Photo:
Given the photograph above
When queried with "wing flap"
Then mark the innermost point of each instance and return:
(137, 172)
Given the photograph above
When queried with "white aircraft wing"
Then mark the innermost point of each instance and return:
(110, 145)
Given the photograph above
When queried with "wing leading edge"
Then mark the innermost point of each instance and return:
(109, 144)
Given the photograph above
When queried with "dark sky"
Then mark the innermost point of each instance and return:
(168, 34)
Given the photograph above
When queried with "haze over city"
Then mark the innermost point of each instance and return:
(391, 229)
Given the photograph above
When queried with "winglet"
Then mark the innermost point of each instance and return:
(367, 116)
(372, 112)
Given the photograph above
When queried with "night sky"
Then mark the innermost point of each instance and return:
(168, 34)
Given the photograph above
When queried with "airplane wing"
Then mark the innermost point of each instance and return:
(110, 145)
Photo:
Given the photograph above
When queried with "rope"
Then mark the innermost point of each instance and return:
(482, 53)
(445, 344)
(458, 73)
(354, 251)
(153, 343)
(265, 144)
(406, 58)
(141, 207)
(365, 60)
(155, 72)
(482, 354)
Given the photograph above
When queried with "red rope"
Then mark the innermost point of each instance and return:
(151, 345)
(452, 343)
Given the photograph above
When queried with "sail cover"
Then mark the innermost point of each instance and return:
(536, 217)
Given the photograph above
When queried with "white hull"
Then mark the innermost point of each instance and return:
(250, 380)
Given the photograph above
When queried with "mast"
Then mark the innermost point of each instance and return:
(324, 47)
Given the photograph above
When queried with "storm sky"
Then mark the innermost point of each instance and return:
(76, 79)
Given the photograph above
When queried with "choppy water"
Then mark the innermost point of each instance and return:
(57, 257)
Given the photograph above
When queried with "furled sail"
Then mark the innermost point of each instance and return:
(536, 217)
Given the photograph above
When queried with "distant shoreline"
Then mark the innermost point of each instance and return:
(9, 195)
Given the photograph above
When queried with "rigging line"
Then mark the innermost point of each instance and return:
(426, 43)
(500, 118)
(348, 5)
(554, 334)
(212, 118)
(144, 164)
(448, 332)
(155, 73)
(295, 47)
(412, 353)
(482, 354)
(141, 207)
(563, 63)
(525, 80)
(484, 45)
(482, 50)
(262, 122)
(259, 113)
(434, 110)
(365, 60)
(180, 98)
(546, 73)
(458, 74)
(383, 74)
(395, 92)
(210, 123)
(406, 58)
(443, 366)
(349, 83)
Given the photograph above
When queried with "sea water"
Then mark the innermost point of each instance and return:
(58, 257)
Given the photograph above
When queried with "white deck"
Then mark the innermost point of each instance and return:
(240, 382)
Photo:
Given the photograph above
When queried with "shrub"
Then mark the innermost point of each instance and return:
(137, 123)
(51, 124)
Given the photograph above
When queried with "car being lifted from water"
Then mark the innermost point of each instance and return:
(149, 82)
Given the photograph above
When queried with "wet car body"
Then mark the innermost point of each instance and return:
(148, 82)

------------------------------------------------------------

_What is needed_
Write the data back out verbatim.

_Task solution_
Photo:
Given the photograph above
When queried with "wing flap"
Then mark the innermost point of each instance and return:
(137, 172)
Given the photograph above
When queried with "white aircraft wing"
Then mark the innermost point of each instance and return:
(110, 145)
Given the photograph above
When queried with "wing leading edge"
Then mark the innermost point of each instance and return:
(109, 144)
Given the photograph above
When queried with "dark sky"
Then mark the innermost point of each instance and return:
(168, 34)
Given the photograph above
When queried with "haze over city"
Then mark the innermost point of each instance and return:
(391, 229)
Given the photograph above
When queried with "winglet"
Then mark the innermost point of each instance and return:
(367, 116)
(372, 112)
Given the photograph above
When queried with "night sky"
Then mark the innermost point of each instance and return:
(168, 34)
Given the photograph above
When queried with "airplane wing"
Then mark the innermost point of each instance and return:
(110, 145)
Photo:
Given the photograph above
When queried with "rope"
Then mark the innermost point of each instance and return:
(482, 53)
(445, 344)
(458, 73)
(354, 251)
(153, 343)
(265, 144)
(406, 58)
(141, 207)
(365, 60)
(155, 72)
(482, 354)
Given the photograph above
When queried with "red rope"
Then mark the innermost point of each instance and return:
(151, 345)
(452, 343)
Given the photograph above
When queried with "sail cover"
Then mark the innermost point of each instance and return:
(536, 217)
Given the photograph above
When queried with "white hull"
Then mark the innermost point of each instance and return:
(250, 380)
Given the photograph above
When queried with "mast"
Then mark the innermost point of each instance and return:
(324, 47)
Given the photograph above
When queried with "storm sky"
Then mark the innermost point of each instance and return:
(76, 79)
Given the photograph above
When queried with "choppy water"
Then mark the innermost point of each instance and return:
(57, 257)
Given the photograph above
When queried with "furled sail"
Then mark the innermost point of each instance and return:
(536, 217)
Given the photograph above
When queried with "distant shoreline"
Then mark the innermost point of each instance and return:
(9, 195)
Given the photograph above
When queried with "rigging line"
Then mark the innermost point of each instance and return:
(426, 43)
(500, 118)
(348, 5)
(554, 334)
(212, 118)
(144, 164)
(448, 332)
(155, 73)
(295, 47)
(412, 353)
(482, 354)
(141, 207)
(563, 63)
(525, 80)
(484, 45)
(482, 50)
(262, 122)
(259, 113)
(434, 110)
(365, 60)
(180, 98)
(546, 73)
(458, 74)
(383, 74)
(395, 92)
(210, 123)
(406, 58)
(443, 366)
(349, 83)
Given the photograph above
When queried with "sea water"
Then mark the innermost point of each instance and return:
(58, 257)
Given the photograph above
When queried with "white deck"
Then mark the innermost point of each instance and return:
(240, 382)
Photo:
Given the photograph above
When queried with "shrub"
Then mark the innermost point of each instance and return:
(137, 123)
(51, 124)
Given the photograph above
When queried with "car being lifted from water"
Then mark the innermost point of each instance and return:
(149, 82)
Given the photograph above
When queried with "wet car body"
Then mark the innermost point of each instance and return:
(148, 82)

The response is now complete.